SECTION 2.6       DIRECT ACTION BY HOLDERS OF CAPITAL SECURITIES

         Any Holder of Capital Securities shall have the right, upon the
occurrence of an Event of Default with respect to the Subordinated Debentures
described in Section 501(1) or 501(2) of the Indenture, to institute a suit
directly against the Company for enforcement of payment to such Holder of
principal of (premium, if any) and (subject to Section 307 of the Indenture)
interest on the Outstanding Subordinated Debentures having a principal amount
equal to the aggregate Liquidation Amount of the Outstanding Capital Securities
held by such Holder, in each case in accordance with the Indenture and the
Subordinated Debentures.

SECTION 2.7       RESTORATION OF RIGHTS AND REMEDIES OF HOLDERS OF CAPITAL
                  SECURITIES

         If any Holder of Capital Securities has instituted any proceeding to
enforce any right or remedy under Section 2.6 and such proceeding has been
discontinued or abandoned for any reason, or has been determined adversely to
such Holder of Capital Securities, then and in every such case such Holder of
Capital Securities shall, subject to any determination in such proceeding, be
restored severally and respectively to its former positions hereunder, and
thereunder all rights and remedies of the Holders of Capital Securities shall
continue as though no such proceeding had been instituted.

RECORDED INFORMATION
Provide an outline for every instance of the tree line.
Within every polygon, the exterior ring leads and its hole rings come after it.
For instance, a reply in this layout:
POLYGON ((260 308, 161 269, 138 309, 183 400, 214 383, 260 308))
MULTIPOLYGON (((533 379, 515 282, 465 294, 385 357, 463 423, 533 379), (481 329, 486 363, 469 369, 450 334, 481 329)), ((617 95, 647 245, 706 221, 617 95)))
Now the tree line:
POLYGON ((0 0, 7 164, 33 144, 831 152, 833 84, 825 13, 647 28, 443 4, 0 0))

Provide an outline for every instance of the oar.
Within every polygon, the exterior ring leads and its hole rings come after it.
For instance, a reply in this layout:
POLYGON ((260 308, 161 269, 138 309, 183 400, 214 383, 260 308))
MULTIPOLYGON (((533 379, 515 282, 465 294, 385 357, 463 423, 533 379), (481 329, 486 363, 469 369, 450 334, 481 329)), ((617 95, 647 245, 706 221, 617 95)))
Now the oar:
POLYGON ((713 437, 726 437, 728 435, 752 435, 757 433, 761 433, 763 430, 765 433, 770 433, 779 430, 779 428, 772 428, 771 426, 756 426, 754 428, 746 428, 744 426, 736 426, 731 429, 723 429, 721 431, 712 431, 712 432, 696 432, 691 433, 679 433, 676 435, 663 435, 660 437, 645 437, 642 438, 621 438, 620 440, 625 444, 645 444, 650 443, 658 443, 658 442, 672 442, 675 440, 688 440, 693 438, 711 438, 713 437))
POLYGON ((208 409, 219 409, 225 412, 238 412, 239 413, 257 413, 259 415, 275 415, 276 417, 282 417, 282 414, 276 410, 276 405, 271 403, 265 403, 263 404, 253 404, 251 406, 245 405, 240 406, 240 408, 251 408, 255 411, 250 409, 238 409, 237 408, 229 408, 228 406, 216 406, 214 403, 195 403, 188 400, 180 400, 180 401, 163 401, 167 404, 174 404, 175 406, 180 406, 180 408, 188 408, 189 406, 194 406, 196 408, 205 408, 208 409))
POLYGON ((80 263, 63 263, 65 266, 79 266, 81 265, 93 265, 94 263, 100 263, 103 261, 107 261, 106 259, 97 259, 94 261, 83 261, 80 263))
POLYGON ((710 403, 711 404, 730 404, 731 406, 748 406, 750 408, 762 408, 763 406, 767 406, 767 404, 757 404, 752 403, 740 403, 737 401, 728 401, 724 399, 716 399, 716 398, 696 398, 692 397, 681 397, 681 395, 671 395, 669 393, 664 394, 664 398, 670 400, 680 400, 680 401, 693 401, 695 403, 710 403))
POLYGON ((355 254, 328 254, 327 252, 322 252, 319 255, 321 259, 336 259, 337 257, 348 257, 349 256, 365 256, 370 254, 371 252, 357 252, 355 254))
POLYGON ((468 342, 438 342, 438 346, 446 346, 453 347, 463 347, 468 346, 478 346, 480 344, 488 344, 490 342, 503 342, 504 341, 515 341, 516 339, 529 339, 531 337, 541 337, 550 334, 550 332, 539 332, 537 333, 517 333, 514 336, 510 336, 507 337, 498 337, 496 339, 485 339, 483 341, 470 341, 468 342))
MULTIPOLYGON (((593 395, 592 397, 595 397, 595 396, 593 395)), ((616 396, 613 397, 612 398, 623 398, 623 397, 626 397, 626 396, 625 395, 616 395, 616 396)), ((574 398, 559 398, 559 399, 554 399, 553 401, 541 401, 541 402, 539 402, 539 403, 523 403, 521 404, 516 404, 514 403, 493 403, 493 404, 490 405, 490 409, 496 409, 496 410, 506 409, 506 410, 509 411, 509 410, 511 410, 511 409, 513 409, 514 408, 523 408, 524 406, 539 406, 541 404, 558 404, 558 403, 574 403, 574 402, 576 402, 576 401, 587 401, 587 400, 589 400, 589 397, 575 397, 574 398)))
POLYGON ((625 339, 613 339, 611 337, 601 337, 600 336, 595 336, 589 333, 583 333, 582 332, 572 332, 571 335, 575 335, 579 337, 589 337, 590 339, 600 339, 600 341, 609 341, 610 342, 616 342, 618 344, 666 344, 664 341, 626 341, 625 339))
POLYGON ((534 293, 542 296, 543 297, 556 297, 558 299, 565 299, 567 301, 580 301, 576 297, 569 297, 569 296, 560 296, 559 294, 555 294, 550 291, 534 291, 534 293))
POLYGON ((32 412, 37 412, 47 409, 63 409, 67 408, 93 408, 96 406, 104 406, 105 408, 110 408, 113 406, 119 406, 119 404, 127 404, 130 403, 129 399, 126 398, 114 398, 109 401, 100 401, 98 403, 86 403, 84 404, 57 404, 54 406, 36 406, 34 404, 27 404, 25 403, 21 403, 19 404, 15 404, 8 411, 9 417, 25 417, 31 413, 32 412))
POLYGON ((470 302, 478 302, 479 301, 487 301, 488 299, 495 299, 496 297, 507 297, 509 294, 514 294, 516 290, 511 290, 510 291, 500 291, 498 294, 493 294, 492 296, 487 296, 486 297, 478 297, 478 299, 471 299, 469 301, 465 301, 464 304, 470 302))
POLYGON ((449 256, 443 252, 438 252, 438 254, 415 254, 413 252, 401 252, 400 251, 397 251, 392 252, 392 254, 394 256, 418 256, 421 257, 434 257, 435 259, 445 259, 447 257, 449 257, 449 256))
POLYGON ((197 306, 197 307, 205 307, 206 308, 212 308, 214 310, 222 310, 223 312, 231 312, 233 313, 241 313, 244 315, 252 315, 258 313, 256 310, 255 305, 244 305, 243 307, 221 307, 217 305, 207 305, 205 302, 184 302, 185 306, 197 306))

WHAT THIS EXERCISE ASKS
a – Answer these from the capital securities passage, one answer a line:
(i) Which sections of the Indenture describe the Events of Default that allow a Holder to sue the Company directly?
(ii) Which section of the Indenture is interest on the Outstanding Subordinated Debentures made subject to?
(iii) What happens to a Holder whose proceeding under Section 2.6 is discontinued, abandoned, or determined adversely?
b – Please write the next part of the capital securities passage, starting after its last sentence.
The items have no connection to the capital securities passage.

ANSWER LIST
a –
(i) Section 501(1) or 501(2) of the Indenture.
(ii) Section 307 of the Indenture.
(iii) Subject to any determination in the proceeding, the Holder is restored severally and respectively to its former positions, and all rights and remedies of the Holders continue as though no proceeding had been instituted.

b –
SECTION 2.8       DELAY OR OMISSION BY HOLDERS OF CAPITAL SECURITIES NOT WAIVER

         No delay or omission of the Holder of any Capital Security to exercise
any right or remedy accruing upon any Event of Default pursuant to Section 2.5
or Section 2.6 shall impair any such right or remedy or constitute a waiver of
any such Event of Default or any acquiescence therein. Every right and remedy
given to the Holders of Capital Securities may be exercised from time to time,
and as often as may be deemed expedient, by the Holders of Capital Securities.

SECTION 2.9       WAIVER OF PAST DEFAULTS BY HOLDERS OF CAPITAL SECURITIES

         The holders of not less than a majority in Liquidation Amount of the
Outstanding Capital Securities may on behalf of the Holders of all Capital
Securities waive any past default under the Indenture with respect to the
Subordinated Debentures and its consequences except a default:

         (1) in the payment of the principal of (or premium, if any) or interest
on any Subordinated Debenture (unless a sum sufficient to pay all overdue
interest, premium (if any) and principal due in respect of such Subordinated
Debenture otherwise than by acceleration has been deposited with the Trustee),
or

         (2) in respect of a covenant or provision of the Indenture which under
Section 2.10 cannot be modified or amended without the consent of the Holder of
each Outstanding Capital Security.

         Any such waiver shall be deemed to be on behalf of the Holders of all
Capital Securities.

         Upon any such waiver, such default shall cease to exist, and any Event
of Default arising therefrom shall be deemed to have been cured, for every
purpose of the Indenture;


                                      -11-

but no such waiver shall extend to any subsequent or other default or impair any
right consequent thereon.

SECTION 2.10      SUPPLEMENTAL INDENTURES WITH CONSENT OF HOLDERS

         Notwithstanding Section 901(10) of the Indenture, so long as any
Capital Securities remain Outstanding, no amendment pursuant to Section 901(10)
of the Indenture shall be made that adversely affects the Holders of the Capital
Securities in any material respect.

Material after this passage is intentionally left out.